■ SUPPLIED TEXT:
------------------------

# National catfish day



## jhouser (Jul 8, 2013)

Today is national catfish day. Post a picture of your PB to show your appreciation for the sport


----------



## whodeynati (Mar 12, 2012)

What!! I wish I was able to go catfishing today.


----------



## jhouser (Jul 8, 2013)

That's a hog !! Nice fish !


----------



## ducky152000 (Jul 20, 2005)




----------



## Dana.Birrell (Apr 23, 2012)

My first year hitting catfishing hard. 19.4 lbs!


----------



## jhouser (Jul 8, 2013)

This is awesome seeing all these fish !


----------



## Dana.Birrell (Apr 23, 2012)

I'm hoping to beat this record this weekend. Going bluing at Prairie Oaks Metro, casting big dead baits into the center of the quarry from Kayaks. Should be a blast!


----------



## Salmonid (Apr 14, 2004)

Here is my 18 lb 2 oz Channel from Clear Fork, Me on the right, 










Here is a 30.5 lb Blue









30 lb Flattie from GMR









Hope you enjoyed the pics as they took me back to catching each one and left quite a smile on my face!

------------------------

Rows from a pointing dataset
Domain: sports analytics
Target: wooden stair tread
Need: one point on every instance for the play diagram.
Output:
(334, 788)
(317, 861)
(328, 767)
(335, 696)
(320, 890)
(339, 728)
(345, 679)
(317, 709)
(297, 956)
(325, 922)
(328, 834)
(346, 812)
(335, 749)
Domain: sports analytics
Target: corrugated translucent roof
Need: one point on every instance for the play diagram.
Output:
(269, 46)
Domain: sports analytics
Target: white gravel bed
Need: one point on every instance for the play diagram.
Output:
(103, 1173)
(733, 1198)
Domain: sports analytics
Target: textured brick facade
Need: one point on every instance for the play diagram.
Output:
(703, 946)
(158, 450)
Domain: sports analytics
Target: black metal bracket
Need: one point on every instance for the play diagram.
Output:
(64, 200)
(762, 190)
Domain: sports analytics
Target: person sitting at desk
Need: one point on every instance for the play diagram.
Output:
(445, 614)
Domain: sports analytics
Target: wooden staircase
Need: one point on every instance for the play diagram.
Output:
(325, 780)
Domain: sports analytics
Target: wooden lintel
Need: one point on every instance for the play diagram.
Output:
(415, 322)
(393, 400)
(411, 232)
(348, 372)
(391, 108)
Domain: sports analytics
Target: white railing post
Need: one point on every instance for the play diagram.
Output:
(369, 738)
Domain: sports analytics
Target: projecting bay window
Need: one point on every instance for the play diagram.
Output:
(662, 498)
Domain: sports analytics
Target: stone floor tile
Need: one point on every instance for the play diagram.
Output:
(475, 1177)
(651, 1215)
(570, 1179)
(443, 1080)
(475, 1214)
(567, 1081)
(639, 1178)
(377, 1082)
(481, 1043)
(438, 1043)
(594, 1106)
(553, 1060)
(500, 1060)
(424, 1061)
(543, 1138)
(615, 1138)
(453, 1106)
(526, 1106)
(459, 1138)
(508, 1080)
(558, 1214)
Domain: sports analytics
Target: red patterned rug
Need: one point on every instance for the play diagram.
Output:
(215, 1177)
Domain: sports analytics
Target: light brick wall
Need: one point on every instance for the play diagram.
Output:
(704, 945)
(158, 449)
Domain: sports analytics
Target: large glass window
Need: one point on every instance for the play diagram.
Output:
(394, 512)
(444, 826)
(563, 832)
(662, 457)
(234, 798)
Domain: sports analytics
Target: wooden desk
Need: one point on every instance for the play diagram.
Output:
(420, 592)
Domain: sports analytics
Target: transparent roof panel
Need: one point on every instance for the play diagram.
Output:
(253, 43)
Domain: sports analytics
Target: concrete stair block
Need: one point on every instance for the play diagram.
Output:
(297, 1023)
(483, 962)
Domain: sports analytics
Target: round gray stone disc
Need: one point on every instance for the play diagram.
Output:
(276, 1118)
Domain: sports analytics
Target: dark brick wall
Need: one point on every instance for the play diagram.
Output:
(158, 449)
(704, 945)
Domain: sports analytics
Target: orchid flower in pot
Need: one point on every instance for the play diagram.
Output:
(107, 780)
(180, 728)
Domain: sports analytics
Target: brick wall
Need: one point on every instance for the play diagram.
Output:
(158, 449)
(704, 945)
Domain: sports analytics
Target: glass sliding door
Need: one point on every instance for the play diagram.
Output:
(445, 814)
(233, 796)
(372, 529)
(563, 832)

------------------------

■ REQUIRED TASK 1: According to the catfish day thread, where is Dana.Birrell going bluing this weekend?
■ REQUIRED TASK 2: Print the part of the catfish day thread between "I'm hoping to" and "be a blast!", inclusive, unchanged.
■ REQUIRED TASK 3: Continue the national catfish day thread from its last post.

■ TASK RESULT 1: Prairie Oaks Metro

■ TASK RESULT 2:
I'm hoping to beat this record this weekend. Going bluing at Prairie Oaks Metro, casting big dead baits into the center of the quarry from Kayaks. Should be a blast!

■ TASK RESULT 3:
Salmonid


----------



## Dana.Birrell (Apr 23, 2012)

Hahahaha Mark, you look tickled pink with that Blue. Fresh shave and childhood giddies!


----------



## BanksideBandit (Jan 22, 2010)

Sent from my SCH-I545 using Ohub Campfire mobile app


----------



## Fishnhunt (Oct 13, 2008)

Catfish that I caught the 24th at Mogadore Reservoir. Weighed between 15-16 pounds only had a spring scale, damn battery died in my digital scale. 


Posted using Outdoor Hub Campfire


----------



## Rembis50 (May 28, 2013)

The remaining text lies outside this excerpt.